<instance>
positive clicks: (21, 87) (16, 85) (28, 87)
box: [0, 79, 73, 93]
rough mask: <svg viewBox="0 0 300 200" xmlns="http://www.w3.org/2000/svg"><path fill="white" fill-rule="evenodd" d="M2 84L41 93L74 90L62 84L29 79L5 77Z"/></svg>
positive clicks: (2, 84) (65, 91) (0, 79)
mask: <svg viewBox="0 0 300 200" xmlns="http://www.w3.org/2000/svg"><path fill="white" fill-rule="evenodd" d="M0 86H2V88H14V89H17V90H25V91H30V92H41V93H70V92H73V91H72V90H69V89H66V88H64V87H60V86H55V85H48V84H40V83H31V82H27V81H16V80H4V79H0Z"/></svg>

--- --- ---

Set down all the entries again, word for word.

* [Task response]
<instance>
positive clicks: (21, 87) (16, 85) (28, 87)
box: [0, 79, 73, 93]
rough mask: <svg viewBox="0 0 300 200" xmlns="http://www.w3.org/2000/svg"><path fill="white" fill-rule="evenodd" d="M2 84L41 93L74 90L62 84L29 79L5 77Z"/></svg>
positive clicks: (2, 84) (65, 91) (0, 79)
mask: <svg viewBox="0 0 300 200" xmlns="http://www.w3.org/2000/svg"><path fill="white" fill-rule="evenodd" d="M0 86H2V88H14V89H17V90H25V91H30V92H41V93H70V92H73V91H72V90H69V89H66V88H64V87H60V86H55V85H48V84H40V83H31V82H27V81H16V80H4V79H0Z"/></svg>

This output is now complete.